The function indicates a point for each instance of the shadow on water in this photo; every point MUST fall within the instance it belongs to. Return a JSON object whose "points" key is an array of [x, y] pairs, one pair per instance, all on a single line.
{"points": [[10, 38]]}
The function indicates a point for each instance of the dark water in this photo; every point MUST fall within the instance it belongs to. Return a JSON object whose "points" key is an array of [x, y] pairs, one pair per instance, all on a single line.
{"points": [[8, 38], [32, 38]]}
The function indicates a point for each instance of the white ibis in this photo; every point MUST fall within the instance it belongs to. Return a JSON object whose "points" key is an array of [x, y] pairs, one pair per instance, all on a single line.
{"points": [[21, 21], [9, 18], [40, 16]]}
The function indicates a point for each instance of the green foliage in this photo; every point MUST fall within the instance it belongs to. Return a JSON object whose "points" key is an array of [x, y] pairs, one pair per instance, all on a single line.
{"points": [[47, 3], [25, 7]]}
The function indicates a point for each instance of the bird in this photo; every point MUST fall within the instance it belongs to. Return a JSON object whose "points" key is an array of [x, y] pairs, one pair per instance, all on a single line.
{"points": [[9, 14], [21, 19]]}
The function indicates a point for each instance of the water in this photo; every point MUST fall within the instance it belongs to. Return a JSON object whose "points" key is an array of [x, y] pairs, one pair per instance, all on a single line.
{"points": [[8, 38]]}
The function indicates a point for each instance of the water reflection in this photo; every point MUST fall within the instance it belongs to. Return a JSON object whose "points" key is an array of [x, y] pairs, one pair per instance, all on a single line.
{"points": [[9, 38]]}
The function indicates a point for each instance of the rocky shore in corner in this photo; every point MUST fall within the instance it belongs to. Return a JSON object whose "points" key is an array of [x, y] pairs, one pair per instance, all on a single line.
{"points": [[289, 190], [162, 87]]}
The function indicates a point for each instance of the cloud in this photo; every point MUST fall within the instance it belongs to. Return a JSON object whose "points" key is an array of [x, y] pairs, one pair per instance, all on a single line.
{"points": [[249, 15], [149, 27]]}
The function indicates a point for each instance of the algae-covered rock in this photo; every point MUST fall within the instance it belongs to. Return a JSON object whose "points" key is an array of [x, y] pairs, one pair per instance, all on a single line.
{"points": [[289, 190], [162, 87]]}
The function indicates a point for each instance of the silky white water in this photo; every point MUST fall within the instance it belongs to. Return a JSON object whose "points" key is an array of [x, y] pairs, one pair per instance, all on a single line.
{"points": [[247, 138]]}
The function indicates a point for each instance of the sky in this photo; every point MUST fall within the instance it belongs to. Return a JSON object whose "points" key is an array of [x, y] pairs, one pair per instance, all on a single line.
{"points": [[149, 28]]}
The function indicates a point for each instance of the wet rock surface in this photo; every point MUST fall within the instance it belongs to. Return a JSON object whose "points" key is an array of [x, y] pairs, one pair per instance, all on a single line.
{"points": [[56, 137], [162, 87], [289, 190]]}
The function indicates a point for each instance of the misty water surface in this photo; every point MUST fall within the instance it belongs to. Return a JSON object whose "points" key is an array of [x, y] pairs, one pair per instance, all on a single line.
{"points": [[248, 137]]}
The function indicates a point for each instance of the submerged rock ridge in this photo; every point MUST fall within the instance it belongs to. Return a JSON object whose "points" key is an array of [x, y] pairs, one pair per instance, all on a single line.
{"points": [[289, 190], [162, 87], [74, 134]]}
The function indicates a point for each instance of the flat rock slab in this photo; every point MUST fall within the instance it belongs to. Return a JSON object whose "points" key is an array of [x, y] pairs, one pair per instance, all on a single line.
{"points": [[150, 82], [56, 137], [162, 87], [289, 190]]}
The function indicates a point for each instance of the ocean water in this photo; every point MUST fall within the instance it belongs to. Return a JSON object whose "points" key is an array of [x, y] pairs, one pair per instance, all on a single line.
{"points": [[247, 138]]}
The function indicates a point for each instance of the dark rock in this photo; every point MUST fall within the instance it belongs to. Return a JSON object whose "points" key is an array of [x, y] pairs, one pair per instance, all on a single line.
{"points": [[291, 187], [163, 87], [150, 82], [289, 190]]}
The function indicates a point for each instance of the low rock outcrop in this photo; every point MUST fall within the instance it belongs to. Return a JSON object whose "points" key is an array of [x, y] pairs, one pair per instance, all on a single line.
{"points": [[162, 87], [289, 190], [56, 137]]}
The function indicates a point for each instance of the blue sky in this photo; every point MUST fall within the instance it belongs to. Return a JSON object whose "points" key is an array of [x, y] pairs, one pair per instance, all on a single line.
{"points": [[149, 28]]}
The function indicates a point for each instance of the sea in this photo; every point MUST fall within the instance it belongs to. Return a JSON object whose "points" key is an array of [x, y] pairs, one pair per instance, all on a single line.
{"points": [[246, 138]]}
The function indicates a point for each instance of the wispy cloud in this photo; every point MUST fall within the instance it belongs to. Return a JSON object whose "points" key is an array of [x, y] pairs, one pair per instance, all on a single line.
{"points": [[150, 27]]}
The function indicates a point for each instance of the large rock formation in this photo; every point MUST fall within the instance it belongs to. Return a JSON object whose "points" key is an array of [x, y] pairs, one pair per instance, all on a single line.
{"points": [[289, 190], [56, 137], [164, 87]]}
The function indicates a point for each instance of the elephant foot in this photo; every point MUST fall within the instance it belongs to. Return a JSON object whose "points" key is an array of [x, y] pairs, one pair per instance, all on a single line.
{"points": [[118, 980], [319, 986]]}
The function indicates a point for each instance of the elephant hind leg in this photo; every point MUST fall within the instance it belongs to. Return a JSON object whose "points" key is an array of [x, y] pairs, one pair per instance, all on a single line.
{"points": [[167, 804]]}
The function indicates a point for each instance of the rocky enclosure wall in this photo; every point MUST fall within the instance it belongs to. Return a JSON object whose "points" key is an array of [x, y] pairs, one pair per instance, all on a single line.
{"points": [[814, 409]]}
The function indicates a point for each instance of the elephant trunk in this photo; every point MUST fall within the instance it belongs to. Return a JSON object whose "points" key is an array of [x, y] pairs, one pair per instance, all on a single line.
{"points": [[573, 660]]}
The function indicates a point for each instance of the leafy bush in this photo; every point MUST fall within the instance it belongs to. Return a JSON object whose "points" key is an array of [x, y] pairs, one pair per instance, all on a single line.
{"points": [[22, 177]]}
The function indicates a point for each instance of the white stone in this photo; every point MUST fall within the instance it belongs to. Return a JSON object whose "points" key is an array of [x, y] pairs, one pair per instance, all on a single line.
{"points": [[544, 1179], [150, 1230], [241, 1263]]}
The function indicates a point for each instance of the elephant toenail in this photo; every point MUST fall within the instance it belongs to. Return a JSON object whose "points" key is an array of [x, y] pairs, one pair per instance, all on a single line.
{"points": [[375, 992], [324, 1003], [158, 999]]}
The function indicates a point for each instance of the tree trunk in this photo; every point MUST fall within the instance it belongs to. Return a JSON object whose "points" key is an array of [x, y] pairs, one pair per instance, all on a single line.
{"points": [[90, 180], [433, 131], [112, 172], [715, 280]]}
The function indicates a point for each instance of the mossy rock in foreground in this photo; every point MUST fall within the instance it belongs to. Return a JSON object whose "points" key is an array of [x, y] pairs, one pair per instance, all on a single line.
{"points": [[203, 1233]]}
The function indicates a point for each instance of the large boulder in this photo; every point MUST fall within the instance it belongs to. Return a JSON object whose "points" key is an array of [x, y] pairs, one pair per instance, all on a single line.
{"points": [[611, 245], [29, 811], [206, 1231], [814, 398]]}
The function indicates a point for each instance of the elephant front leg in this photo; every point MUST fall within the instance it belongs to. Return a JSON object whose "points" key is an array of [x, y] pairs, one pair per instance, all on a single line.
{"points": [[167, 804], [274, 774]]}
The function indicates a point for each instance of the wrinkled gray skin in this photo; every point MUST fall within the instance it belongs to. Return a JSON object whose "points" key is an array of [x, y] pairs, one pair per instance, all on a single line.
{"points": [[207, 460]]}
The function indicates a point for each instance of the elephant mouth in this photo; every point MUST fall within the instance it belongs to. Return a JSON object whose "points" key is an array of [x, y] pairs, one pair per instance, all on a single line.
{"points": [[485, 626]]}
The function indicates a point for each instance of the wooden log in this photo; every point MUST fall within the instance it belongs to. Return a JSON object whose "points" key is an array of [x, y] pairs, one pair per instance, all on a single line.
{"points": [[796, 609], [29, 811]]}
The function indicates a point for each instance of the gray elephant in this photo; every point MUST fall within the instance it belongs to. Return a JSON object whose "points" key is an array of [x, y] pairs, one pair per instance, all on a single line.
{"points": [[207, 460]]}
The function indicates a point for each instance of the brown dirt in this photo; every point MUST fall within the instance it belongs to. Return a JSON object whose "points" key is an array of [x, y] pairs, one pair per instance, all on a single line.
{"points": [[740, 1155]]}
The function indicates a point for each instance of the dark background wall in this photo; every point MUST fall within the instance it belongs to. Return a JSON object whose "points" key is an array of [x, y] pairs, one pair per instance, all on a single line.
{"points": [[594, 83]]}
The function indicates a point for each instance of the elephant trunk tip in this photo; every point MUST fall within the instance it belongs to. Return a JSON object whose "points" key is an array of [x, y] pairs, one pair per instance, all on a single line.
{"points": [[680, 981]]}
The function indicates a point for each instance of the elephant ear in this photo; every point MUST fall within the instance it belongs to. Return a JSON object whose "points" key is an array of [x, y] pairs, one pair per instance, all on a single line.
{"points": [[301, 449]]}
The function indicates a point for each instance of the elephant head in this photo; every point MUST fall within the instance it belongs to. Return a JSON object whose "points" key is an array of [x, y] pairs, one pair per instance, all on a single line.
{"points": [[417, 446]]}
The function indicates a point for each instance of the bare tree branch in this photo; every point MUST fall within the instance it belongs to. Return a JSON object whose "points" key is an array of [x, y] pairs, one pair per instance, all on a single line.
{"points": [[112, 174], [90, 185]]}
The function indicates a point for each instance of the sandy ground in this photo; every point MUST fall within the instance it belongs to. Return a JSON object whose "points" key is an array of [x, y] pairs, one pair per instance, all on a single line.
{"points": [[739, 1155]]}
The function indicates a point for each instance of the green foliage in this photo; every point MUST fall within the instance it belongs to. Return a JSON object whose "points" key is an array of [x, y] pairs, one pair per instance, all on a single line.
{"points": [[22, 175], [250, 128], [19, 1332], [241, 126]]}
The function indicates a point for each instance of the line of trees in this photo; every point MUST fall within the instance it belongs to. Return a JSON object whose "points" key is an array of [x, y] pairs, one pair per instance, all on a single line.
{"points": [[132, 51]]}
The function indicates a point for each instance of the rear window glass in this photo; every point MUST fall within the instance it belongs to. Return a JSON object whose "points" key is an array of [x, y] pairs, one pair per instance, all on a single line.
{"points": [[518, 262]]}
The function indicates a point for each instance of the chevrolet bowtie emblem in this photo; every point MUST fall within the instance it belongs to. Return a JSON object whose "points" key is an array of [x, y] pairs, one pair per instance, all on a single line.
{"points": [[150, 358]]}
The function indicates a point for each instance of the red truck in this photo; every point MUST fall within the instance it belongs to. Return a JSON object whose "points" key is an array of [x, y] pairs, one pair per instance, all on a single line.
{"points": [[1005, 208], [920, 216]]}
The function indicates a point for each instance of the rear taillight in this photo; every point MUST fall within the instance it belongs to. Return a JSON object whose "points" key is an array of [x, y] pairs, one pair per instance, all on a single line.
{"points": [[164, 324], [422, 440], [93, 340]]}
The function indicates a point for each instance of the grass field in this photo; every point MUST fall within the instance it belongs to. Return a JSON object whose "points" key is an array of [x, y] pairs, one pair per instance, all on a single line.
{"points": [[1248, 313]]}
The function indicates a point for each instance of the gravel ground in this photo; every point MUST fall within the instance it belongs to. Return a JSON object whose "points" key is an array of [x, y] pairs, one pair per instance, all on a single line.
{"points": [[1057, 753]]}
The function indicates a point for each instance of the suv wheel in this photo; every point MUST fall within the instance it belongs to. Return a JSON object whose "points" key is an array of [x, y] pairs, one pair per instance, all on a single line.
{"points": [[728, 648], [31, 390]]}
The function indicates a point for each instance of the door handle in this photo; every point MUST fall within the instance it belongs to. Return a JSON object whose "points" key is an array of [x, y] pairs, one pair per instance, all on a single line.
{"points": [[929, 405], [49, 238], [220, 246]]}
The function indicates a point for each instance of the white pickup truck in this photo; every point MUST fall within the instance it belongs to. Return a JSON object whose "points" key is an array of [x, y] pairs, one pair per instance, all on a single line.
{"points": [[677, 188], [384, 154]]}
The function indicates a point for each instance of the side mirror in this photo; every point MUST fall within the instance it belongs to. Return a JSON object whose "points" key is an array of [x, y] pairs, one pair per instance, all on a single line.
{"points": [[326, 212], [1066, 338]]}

::::

Recast the rows above as a numbered list, starting with the line that contains "the white pickup" and going on through the last line of the rows, with both ends included. List only those lines and skip any blank ones.

- Full output -
1. The function indicates a point for each instance of the white pickup truck in this photo; every point MUST fall within the instance it belongs to. Return a JSON object whose "points" key is an array of [x, y] pairs, one pair per instance, all on a single line.
2. {"points": [[677, 188], [384, 154]]}
3. The function indicates a point for each instance of the side mirror in this photo; every point MUST fall within the instance it belongs to. Return a JSON object whose "points" key is an array of [x, y] pairs, one pair per instance, all on a single line.
4. {"points": [[326, 212], [1066, 338]]}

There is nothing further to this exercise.